§ EXTRACTED RECORDS:
★ ★ ★ ★

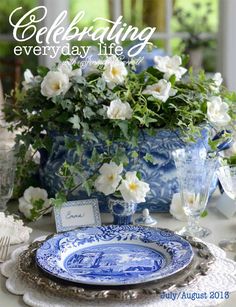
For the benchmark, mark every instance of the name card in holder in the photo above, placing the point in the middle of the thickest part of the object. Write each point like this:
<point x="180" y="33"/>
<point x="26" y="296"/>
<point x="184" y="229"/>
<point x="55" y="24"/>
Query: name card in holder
<point x="78" y="213"/>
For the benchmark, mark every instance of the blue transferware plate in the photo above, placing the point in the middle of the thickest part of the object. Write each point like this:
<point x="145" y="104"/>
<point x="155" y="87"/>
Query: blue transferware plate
<point x="114" y="255"/>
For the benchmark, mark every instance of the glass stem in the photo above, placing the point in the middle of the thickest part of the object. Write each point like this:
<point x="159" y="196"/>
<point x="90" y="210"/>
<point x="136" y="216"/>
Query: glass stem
<point x="193" y="222"/>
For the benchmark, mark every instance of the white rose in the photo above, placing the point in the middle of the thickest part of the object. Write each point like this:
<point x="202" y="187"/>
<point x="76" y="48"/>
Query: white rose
<point x="217" y="78"/>
<point x="66" y="68"/>
<point x="217" y="111"/>
<point x="114" y="71"/>
<point x="109" y="178"/>
<point x="30" y="196"/>
<point x="119" y="110"/>
<point x="30" y="79"/>
<point x="170" y="66"/>
<point x="161" y="90"/>
<point x="54" y="84"/>
<point x="176" y="208"/>
<point x="132" y="189"/>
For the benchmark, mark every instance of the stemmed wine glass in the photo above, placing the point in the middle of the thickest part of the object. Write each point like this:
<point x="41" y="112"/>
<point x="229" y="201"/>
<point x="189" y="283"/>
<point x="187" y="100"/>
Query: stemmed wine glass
<point x="195" y="173"/>
<point x="7" y="171"/>
<point x="227" y="177"/>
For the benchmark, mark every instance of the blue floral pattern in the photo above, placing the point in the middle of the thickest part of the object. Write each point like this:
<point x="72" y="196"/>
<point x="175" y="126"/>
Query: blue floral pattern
<point x="161" y="175"/>
<point x="114" y="255"/>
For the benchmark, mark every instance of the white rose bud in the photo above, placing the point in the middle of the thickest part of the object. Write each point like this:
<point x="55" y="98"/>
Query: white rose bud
<point x="55" y="83"/>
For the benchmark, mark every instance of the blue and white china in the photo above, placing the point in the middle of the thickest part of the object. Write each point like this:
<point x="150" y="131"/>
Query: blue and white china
<point x="114" y="255"/>
<point x="122" y="211"/>
<point x="160" y="175"/>
<point x="145" y="219"/>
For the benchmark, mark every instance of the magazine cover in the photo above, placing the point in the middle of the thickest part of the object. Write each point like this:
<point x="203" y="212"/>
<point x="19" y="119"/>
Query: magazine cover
<point x="117" y="153"/>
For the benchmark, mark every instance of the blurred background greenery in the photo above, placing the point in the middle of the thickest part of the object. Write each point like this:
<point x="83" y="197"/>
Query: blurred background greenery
<point x="192" y="26"/>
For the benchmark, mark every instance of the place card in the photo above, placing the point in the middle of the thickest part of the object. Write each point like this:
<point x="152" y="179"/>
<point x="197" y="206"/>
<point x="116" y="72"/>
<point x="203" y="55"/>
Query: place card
<point x="78" y="213"/>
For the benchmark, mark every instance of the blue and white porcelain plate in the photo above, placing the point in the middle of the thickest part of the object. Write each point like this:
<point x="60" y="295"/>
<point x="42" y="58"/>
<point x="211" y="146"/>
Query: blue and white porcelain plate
<point x="114" y="255"/>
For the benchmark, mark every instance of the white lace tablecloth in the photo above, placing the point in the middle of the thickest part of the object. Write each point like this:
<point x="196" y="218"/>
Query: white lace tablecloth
<point x="209" y="290"/>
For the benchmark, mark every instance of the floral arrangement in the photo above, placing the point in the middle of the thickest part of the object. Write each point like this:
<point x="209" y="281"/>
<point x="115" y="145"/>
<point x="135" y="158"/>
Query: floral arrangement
<point x="109" y="102"/>
<point x="110" y="181"/>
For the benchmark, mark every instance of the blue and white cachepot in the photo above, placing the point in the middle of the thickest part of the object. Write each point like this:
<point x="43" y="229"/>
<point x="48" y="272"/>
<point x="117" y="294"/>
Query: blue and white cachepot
<point x="161" y="175"/>
<point x="122" y="211"/>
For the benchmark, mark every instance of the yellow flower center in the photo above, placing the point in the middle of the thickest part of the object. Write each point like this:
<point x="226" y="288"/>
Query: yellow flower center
<point x="111" y="177"/>
<point x="133" y="186"/>
<point x="157" y="89"/>
<point x="56" y="86"/>
<point x="115" y="71"/>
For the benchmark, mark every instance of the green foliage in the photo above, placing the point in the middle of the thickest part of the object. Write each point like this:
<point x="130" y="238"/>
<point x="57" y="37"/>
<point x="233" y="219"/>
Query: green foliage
<point x="81" y="115"/>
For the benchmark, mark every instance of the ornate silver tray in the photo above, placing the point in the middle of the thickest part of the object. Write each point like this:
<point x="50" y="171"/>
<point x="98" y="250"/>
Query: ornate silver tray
<point x="30" y="272"/>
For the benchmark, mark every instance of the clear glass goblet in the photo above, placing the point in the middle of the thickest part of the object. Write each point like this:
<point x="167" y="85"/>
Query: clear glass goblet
<point x="7" y="172"/>
<point x="195" y="173"/>
<point x="227" y="177"/>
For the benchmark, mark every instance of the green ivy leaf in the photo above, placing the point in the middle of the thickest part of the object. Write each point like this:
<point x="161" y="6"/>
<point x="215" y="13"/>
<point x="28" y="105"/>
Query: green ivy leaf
<point x="42" y="71"/>
<point x="75" y="120"/>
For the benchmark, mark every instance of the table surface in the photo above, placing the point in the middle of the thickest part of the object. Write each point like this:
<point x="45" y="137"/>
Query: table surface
<point x="220" y="226"/>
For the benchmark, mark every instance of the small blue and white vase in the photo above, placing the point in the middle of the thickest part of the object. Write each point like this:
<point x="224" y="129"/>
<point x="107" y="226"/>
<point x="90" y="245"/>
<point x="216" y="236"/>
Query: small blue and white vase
<point x="122" y="211"/>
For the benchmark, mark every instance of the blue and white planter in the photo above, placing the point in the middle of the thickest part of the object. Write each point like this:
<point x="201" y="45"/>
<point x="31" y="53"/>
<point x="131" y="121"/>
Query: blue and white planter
<point x="161" y="176"/>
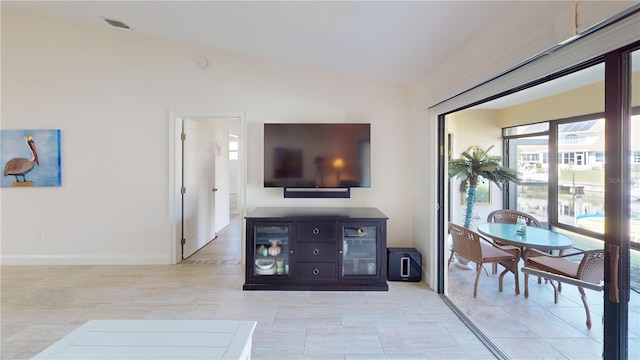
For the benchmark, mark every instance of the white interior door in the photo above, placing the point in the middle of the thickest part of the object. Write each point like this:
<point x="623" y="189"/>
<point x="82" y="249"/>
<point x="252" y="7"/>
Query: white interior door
<point x="198" y="179"/>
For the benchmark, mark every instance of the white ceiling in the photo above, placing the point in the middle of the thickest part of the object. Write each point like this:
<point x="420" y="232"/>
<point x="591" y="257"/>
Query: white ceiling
<point x="395" y="41"/>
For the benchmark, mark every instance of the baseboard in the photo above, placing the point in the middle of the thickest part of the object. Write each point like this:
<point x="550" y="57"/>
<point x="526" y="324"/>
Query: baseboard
<point x="159" y="259"/>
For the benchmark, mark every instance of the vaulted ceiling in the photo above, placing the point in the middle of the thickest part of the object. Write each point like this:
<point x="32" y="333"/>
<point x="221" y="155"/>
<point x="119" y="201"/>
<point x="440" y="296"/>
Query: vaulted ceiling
<point x="395" y="41"/>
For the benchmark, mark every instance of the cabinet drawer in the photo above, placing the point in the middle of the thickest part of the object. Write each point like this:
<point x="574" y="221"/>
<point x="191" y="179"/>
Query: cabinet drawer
<point x="308" y="231"/>
<point x="315" y="271"/>
<point x="316" y="251"/>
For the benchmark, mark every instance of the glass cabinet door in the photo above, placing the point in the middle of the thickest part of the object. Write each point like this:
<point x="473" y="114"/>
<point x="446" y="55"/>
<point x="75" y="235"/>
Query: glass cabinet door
<point x="271" y="250"/>
<point x="359" y="255"/>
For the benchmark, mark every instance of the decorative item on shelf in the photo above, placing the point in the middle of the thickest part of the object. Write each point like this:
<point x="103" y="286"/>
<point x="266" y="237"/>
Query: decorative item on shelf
<point x="371" y="268"/>
<point x="265" y="267"/>
<point x="355" y="232"/>
<point x="280" y="266"/>
<point x="521" y="226"/>
<point x="274" y="249"/>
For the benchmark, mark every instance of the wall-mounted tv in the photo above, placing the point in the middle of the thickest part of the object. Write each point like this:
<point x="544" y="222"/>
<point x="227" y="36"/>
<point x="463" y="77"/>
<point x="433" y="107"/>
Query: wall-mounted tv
<point x="319" y="156"/>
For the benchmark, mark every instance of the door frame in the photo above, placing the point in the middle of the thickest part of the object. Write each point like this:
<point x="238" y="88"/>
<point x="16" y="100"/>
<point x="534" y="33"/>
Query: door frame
<point x="175" y="169"/>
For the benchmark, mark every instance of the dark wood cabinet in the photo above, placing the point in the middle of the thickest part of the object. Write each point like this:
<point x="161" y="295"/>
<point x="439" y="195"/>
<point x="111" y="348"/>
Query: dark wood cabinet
<point x="316" y="249"/>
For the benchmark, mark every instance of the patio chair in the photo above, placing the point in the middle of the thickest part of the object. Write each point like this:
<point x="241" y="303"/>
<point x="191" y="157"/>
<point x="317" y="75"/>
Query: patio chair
<point x="475" y="248"/>
<point x="507" y="216"/>
<point x="588" y="273"/>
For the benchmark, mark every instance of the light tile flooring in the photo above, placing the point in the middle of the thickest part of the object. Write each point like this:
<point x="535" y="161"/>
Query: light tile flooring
<point x="41" y="304"/>
<point x="536" y="327"/>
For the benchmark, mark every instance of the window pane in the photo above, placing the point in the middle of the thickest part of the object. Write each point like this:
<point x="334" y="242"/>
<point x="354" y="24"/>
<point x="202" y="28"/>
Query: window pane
<point x="533" y="170"/>
<point x="581" y="174"/>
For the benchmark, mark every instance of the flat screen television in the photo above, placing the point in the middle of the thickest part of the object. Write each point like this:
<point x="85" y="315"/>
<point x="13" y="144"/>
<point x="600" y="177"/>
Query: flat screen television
<point x="317" y="155"/>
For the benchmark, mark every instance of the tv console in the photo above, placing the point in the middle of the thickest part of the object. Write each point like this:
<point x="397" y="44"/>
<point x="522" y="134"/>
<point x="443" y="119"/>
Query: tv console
<point x="316" y="248"/>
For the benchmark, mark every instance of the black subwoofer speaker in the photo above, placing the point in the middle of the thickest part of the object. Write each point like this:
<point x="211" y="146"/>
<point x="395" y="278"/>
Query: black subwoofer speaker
<point x="404" y="264"/>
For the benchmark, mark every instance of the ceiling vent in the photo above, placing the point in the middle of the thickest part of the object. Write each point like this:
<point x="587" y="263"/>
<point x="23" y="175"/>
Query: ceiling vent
<point x="116" y="23"/>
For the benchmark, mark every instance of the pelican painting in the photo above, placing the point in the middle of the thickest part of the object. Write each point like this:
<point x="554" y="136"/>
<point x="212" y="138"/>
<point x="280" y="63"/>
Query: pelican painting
<point x="21" y="166"/>
<point x="26" y="166"/>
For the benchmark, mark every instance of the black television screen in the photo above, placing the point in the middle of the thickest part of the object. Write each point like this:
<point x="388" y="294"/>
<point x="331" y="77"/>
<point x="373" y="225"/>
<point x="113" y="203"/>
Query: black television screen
<point x="317" y="155"/>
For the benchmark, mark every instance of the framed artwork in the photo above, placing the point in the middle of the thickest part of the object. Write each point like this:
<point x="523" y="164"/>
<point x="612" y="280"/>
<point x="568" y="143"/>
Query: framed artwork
<point x="30" y="158"/>
<point x="483" y="193"/>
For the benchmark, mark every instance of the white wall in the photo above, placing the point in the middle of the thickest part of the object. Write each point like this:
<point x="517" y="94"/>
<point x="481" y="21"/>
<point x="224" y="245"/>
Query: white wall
<point x="110" y="92"/>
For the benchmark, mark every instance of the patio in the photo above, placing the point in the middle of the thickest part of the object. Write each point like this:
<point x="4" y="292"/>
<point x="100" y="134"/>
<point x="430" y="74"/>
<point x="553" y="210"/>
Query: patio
<point x="537" y="328"/>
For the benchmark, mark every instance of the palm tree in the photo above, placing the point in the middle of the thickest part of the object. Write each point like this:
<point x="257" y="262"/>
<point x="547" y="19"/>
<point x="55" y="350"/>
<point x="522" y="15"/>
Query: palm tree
<point x="475" y="165"/>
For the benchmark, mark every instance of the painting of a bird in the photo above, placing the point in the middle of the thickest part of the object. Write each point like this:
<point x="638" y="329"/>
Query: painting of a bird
<point x="21" y="166"/>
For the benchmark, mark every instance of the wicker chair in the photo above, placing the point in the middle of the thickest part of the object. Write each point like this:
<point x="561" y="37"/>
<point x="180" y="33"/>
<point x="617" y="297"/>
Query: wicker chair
<point x="507" y="216"/>
<point x="477" y="249"/>
<point x="590" y="270"/>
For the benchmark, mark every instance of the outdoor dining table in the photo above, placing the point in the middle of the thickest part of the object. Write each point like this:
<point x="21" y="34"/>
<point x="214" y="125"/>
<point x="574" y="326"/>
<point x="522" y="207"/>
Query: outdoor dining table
<point x="533" y="238"/>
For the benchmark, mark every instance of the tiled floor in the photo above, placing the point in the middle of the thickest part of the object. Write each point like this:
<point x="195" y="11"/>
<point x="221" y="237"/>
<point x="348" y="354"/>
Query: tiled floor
<point x="536" y="328"/>
<point x="40" y="304"/>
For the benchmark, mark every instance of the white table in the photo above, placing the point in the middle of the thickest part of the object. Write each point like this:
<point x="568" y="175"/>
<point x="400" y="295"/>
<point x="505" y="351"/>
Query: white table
<point x="155" y="339"/>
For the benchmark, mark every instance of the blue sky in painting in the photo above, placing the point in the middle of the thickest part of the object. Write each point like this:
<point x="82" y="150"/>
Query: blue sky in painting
<point x="13" y="145"/>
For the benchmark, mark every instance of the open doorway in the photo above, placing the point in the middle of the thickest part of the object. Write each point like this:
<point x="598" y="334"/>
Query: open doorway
<point x="218" y="126"/>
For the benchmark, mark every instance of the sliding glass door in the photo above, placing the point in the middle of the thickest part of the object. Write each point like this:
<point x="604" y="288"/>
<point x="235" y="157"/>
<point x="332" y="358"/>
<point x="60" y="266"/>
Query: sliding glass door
<point x="577" y="150"/>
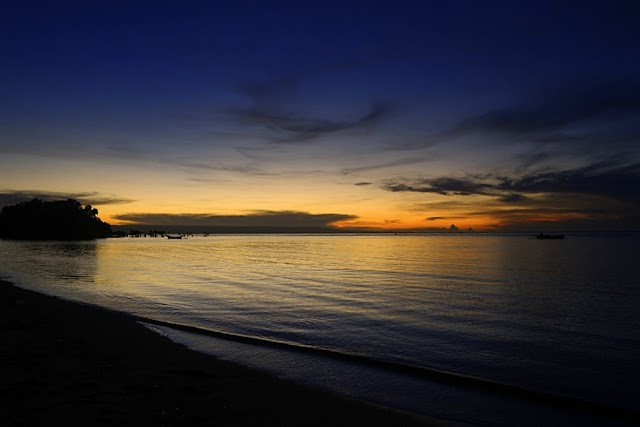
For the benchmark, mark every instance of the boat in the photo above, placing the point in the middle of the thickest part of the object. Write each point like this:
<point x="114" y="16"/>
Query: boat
<point x="543" y="236"/>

★ ★ ★ ★

§ WHAT IS ASKED: Print the lines of the material above without any change, starting at the line that contains "For the benchmark, mark every instance of the place" and ending at the line that contains "Query: place card", including both of those lines.

§ TASK RESPONSE:
For the benchmark, mark every instance of the place card in the photo above, placing the point in the middle of the thickest part of the object. Write each point like this:
<point x="152" y="179"/>
<point x="197" y="206"/>
<point x="116" y="72"/>
<point x="203" y="55"/>
Query: place card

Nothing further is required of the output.